PROBLEMS TO WORK ON:
a: In the PyTables message, rewrite the passage starting at "On Thu, Apr" and ending at "is a concern).", changing "compresses" to "shrinks".
b: According to the PyTables message, what compression ratio is pretty good for 32 KB blocks?

STUDY TEXT:
Re: [Pytables-users] Table.where and conditions across tables

From: Alvaro T. C. <al...@mi...> - 2012-04-26 09:05:29

On Thu, Apr 26, 2012 at 04:07, Francesc Alted <fa...@py...> wrote:
> On 4/25/12 7:05 AM, Alvaro Tejero Cantero wrote:
>> Hi, a minor update on this thread
>>
>>>> * a bool array of 10**8 elements with True in two separate slices of
>>>> length 10**6 each compresses by ~350. Using .wheretrue to obtain
>>>> indices is faster by a factor of 2 to 3 than np.nonzero(normal numpy
>>>> array). The resulting filesize is 248kb, still far from storing the 4
>>>> or 6 integer indexes that define the slices (I am experimenting with
>>>> an approach for scientific databases where this is a concern).
>>> Oh, you were asking for a 8 to 1 compressor (booleans as bits), but
>>> apparently a 350 to 1 is not enough? :)
>> Here I expected more from a run-length-like compression scheme. My
>> array would be compressible to the following representation:
>>
>> (0, x) : 0
>> (x, x+10**6) : 1
>> (x+10**6, y) : 0
>> (y, y+10**6) : 1
>> (y+10**6, 10**8) : 0
>>
>> or just:
>> (x, x+10**6) : 1
>> (y, y+10**6) : 1
>>
>> where x and y are two reasonable integers (i.e. in range and with no overlap).
>
> Sure, but this is not the spirit of a compressor adapted to the blocking
> technique (in the sense of [1]).  For a compressor that works with
> blocks, you need to add some metainformation for each block, and that
> takes space.  A ratio of 350 to 1 is pretty good for say, 32 KB blocks.
>
> [1] http://www.pytables.org/docs/CISE-12-2-ScientificPro.pdf

Absolutely!

Blocking seems a good approach for most data, where the a priori many
possible values degrade very fast the potential compression gains of a
run-length-encoding (RLE) based scheme.

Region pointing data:
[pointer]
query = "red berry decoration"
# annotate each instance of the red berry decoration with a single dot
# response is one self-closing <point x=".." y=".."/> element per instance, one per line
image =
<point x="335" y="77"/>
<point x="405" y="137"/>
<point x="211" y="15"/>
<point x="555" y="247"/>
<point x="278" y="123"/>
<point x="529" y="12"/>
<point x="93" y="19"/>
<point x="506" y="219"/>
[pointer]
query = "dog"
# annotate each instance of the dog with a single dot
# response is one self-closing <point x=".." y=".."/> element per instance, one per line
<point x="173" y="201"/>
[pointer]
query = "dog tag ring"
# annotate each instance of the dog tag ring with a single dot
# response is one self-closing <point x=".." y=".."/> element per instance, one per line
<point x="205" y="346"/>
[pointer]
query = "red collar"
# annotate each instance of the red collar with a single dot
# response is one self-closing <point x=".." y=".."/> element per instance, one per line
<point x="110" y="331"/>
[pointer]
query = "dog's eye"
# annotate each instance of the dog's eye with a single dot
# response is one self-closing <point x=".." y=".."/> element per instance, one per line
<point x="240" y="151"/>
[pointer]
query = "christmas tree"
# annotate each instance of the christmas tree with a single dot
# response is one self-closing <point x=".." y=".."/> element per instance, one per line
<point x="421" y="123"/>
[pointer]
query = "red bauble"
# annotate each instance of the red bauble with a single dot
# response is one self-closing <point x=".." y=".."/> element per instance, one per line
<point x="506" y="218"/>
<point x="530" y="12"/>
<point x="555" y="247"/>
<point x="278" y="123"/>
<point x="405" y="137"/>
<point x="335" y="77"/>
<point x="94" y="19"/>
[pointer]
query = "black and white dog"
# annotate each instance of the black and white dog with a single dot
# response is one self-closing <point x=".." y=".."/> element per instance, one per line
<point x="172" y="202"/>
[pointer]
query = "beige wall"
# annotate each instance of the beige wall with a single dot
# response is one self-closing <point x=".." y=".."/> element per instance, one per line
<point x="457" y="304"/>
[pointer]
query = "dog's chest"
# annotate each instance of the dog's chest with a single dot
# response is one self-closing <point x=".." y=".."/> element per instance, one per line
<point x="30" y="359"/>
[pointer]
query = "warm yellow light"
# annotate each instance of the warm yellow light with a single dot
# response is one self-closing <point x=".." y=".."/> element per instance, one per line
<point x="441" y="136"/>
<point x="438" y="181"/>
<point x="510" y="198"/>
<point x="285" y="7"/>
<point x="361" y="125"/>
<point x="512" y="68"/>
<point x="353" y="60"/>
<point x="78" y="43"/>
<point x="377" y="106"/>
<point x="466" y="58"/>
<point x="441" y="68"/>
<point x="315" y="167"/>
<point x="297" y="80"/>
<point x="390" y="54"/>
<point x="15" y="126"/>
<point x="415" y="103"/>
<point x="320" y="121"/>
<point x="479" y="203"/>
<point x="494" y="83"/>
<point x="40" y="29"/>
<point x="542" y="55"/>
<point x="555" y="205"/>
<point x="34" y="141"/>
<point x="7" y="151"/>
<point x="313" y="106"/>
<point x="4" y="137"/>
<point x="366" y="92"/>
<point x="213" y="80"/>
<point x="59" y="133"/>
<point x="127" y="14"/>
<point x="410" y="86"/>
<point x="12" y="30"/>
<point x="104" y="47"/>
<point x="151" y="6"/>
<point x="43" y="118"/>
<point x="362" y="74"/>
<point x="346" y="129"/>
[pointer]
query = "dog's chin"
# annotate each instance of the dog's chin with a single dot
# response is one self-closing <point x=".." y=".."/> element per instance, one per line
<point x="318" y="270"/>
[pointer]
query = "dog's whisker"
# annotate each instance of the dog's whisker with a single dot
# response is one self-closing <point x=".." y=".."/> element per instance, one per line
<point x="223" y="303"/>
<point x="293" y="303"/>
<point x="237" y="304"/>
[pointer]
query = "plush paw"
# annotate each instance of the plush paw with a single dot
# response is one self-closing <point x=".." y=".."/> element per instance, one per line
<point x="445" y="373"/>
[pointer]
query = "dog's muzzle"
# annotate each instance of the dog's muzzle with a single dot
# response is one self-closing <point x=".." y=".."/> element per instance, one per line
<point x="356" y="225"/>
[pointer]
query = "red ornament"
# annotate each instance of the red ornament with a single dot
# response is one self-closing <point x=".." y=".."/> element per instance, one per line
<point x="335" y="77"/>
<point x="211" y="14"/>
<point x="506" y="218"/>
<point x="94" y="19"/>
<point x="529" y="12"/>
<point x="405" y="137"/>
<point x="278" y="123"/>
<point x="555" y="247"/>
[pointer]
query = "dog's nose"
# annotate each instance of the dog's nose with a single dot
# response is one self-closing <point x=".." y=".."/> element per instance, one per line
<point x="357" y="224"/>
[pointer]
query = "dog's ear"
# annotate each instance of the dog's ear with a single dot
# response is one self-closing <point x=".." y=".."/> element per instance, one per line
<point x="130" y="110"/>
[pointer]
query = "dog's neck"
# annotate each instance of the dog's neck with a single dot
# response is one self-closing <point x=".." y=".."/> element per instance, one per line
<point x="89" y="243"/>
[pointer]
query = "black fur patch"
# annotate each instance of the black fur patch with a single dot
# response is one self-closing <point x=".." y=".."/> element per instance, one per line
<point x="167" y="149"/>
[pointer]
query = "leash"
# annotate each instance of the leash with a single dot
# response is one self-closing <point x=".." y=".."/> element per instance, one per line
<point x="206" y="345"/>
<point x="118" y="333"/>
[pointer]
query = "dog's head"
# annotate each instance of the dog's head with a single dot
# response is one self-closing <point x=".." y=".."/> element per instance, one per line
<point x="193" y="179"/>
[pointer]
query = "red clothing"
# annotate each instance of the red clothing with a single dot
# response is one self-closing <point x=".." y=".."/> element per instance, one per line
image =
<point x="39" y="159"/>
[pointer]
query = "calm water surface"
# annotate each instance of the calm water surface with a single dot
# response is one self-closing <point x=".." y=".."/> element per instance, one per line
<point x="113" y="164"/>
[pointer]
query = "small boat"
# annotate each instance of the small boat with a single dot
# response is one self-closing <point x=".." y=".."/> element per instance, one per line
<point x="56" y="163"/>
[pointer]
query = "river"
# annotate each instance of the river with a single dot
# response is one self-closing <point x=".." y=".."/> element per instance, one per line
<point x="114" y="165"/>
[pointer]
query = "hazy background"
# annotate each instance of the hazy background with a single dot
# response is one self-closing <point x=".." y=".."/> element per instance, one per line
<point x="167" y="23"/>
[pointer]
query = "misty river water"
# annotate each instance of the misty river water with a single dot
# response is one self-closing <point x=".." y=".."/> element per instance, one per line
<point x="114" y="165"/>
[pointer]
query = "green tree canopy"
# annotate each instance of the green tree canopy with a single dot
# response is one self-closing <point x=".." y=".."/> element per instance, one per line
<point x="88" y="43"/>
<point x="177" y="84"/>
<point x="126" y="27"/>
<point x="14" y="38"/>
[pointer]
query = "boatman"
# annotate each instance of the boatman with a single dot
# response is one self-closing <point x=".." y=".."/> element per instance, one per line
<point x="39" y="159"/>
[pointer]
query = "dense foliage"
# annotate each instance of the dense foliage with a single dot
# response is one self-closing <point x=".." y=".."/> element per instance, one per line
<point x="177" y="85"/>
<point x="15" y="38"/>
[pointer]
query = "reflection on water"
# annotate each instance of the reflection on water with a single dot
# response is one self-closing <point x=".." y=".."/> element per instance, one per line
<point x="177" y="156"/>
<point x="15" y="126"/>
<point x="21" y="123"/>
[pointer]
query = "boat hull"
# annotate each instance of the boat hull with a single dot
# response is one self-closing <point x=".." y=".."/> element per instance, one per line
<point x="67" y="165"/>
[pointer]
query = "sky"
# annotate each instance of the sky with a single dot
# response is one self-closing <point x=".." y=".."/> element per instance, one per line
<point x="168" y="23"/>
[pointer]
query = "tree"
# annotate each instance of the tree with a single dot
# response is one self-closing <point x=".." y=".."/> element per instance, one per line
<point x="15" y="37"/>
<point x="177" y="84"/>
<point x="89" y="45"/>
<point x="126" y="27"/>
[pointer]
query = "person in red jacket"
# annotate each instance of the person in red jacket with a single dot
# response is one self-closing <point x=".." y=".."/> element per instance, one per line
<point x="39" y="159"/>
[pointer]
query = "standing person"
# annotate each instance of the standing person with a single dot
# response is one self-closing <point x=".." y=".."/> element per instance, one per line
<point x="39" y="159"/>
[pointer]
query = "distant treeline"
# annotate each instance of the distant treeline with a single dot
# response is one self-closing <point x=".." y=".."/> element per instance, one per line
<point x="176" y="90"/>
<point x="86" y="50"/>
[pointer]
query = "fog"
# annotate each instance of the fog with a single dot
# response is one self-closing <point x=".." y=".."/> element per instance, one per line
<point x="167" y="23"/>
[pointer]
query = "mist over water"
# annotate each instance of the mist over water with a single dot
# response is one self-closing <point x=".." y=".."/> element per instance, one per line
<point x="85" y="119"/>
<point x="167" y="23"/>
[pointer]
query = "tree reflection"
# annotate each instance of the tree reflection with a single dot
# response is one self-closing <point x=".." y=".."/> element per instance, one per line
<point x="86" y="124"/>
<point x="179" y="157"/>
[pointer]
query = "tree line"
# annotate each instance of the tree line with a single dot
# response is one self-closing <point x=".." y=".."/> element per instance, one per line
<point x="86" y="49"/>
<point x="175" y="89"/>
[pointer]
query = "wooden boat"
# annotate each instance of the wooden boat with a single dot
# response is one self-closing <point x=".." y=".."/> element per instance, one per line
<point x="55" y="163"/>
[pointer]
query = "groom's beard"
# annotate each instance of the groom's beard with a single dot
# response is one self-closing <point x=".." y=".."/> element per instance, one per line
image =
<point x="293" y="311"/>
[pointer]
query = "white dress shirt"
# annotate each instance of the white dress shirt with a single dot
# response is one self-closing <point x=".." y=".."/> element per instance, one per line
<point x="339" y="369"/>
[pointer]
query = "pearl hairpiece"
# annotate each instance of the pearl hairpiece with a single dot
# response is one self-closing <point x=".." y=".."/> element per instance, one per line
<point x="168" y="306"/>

--

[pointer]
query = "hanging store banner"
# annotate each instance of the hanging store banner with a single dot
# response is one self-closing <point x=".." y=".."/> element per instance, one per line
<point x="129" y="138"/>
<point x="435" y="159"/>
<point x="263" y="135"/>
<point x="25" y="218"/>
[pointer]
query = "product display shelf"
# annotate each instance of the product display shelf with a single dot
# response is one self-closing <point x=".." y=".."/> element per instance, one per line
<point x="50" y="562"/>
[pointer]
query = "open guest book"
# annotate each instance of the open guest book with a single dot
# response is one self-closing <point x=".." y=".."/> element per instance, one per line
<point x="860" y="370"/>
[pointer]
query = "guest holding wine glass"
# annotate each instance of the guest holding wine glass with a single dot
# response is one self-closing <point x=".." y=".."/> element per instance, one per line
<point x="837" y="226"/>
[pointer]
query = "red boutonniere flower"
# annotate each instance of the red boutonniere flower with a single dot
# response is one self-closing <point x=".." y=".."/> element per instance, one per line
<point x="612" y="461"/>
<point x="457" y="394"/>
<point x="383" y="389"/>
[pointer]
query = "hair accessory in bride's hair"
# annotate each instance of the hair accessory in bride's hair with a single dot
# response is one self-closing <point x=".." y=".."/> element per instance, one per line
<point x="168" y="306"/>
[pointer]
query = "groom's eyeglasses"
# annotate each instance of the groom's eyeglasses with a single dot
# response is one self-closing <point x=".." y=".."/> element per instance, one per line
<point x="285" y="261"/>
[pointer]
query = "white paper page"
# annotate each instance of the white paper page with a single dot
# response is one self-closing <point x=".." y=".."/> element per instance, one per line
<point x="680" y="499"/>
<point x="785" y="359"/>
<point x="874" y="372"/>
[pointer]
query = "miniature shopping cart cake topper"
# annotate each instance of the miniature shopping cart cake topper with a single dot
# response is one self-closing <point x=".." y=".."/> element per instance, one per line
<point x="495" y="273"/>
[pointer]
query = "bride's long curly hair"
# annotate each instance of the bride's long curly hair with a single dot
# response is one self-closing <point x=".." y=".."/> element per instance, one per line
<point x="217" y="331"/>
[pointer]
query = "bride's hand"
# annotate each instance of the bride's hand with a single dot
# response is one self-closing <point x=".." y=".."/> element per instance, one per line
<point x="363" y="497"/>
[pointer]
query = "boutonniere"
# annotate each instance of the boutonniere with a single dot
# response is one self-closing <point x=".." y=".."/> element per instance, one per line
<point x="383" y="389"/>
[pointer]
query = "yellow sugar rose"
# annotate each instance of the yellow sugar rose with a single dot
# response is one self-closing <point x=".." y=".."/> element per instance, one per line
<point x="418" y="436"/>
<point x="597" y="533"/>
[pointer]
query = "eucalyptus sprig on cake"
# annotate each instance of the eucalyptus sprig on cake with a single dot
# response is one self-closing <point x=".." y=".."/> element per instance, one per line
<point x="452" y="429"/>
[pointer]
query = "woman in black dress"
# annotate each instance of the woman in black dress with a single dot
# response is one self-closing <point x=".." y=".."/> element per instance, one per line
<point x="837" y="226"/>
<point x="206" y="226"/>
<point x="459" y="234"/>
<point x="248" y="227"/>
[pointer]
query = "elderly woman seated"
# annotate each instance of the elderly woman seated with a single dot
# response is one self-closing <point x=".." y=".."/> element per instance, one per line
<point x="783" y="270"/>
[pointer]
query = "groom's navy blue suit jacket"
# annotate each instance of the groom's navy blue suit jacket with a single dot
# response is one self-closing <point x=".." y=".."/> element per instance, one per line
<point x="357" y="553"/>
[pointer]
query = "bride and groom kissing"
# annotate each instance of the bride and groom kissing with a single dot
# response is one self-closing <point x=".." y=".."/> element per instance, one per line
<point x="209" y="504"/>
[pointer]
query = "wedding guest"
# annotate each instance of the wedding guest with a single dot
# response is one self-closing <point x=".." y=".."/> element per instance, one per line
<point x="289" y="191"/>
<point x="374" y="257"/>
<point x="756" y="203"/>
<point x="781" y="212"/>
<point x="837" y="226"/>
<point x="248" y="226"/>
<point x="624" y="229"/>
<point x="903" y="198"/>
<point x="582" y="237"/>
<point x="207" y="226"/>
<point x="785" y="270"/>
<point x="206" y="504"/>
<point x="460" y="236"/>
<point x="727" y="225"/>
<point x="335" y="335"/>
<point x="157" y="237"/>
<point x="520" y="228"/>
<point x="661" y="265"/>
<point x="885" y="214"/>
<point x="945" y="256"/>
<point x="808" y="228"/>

SOLUTIONS BELOW:
a:
On Thu, Apr 26, 2012 at 04:07, Francesc Alted <fa...@py...> wrote:
> On 4/25/12 7:05 AM, Alvaro Tejero Cantero wrote:
>> Hi, a minor update on this thread
>>
>>>> * a bool array of 10**8 elements with True in two separate slices of
>>>> length 10**6 each shrinks by ~350. Using .wheretrue to obtain
>>>> indices is faster by a factor of 2 to 3 than np.nonzero(normal numpy
>>>> array). The resulting filesize is 248kb, still far from storing the 4
>>>> or 6 integer indexes that define the slices (I am experimenting with
>>>> an approach for scientific databases where this is a concern).

b: A ratio of 350 to 1.